━━ SUPPLIED DATA

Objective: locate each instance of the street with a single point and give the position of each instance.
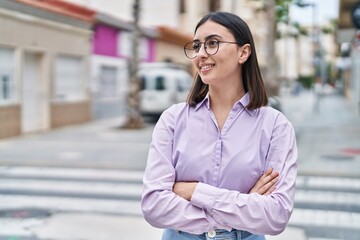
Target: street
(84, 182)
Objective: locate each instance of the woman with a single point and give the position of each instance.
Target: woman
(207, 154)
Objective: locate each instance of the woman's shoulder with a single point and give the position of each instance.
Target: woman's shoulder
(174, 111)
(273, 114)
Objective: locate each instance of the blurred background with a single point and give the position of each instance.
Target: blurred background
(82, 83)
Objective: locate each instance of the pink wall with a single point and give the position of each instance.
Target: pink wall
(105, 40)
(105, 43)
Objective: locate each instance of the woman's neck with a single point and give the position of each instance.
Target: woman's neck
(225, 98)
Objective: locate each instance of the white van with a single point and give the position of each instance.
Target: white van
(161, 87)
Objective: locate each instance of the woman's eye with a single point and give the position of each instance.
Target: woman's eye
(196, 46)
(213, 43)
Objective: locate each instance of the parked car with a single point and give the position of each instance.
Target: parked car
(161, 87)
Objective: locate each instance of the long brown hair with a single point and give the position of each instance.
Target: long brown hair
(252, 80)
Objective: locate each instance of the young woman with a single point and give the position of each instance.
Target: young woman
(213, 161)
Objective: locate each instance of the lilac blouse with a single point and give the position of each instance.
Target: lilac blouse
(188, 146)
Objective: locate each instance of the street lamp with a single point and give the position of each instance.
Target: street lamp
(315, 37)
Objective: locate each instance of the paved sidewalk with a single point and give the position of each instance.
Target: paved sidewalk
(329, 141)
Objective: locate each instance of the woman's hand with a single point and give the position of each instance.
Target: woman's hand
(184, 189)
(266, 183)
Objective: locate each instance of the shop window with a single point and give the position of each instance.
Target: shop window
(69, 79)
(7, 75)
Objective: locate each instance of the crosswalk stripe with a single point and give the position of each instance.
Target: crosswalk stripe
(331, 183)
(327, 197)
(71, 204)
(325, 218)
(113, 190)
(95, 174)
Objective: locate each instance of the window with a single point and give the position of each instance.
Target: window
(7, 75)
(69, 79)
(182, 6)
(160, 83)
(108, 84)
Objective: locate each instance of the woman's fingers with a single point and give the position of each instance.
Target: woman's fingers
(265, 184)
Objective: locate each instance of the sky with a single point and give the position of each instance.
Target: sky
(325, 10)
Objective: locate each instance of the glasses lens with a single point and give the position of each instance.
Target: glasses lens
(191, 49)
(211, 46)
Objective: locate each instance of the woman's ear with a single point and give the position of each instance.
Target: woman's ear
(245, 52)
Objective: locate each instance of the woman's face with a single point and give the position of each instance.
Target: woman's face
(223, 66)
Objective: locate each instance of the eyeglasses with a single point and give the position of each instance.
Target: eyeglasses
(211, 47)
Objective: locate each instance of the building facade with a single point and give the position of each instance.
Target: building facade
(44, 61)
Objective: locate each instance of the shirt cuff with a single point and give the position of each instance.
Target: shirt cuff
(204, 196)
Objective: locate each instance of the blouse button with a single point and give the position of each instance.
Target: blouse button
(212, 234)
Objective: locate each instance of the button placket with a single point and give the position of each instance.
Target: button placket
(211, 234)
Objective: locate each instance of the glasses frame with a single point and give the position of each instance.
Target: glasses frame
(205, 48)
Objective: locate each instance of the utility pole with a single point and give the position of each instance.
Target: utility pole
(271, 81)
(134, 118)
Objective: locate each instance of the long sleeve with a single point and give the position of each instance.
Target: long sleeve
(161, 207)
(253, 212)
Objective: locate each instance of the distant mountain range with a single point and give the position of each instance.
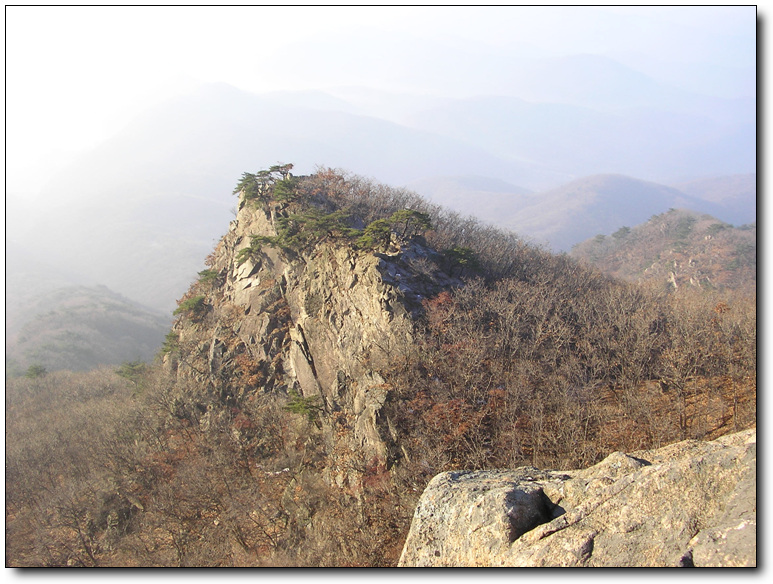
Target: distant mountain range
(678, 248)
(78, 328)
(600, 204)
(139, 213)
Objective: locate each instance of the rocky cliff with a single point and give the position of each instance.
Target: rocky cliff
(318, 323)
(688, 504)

━━━━
━━ SUPPLIED DATA

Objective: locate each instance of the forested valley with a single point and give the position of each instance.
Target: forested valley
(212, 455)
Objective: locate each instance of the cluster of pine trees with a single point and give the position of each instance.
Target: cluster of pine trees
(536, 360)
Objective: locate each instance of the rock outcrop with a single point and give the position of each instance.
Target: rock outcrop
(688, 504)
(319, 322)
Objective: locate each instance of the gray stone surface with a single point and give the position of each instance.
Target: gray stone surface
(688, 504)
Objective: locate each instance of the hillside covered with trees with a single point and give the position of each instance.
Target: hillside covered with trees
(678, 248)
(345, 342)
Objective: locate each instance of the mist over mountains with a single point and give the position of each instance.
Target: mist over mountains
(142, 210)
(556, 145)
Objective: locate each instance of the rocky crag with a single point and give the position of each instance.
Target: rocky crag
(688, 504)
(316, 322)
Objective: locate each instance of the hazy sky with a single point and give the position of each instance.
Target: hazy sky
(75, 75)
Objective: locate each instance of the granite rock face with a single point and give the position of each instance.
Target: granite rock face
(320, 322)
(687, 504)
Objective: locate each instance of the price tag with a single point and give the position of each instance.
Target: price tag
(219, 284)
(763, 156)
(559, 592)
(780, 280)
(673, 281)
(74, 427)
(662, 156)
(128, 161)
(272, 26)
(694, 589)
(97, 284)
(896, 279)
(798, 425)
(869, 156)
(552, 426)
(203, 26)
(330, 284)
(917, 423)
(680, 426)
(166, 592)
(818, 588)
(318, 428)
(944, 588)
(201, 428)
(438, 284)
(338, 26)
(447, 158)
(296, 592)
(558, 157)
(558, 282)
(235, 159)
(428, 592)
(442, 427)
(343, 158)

━━━━

■ WHAT YOU NEED TO DO: Above, find the line holding "Objective: locate each instance of the street with" and the line holding "Objective: locate each instance of the pink". Print exactly those two lines and every line between them, but no pictures.

■ THE ANSWER:
Objective: locate each instance of the street with a single point and give the position of each instance.
Target: street
(84, 182)
Objective: locate each instance of the woman with a single point and give the position of each instance.
Target: woman
(207, 154)
Objective: locate each instance of the woman's shoulder with a single point and give the position of each instance.
Target: woman's shoulder
(174, 111)
(273, 114)
Objective: locate each instance of the blurred background with a single point and give the position of each instance.
Target: blurred background
(82, 83)
Objective: locate each instance of the pink wall with a single point and give the position of each instance.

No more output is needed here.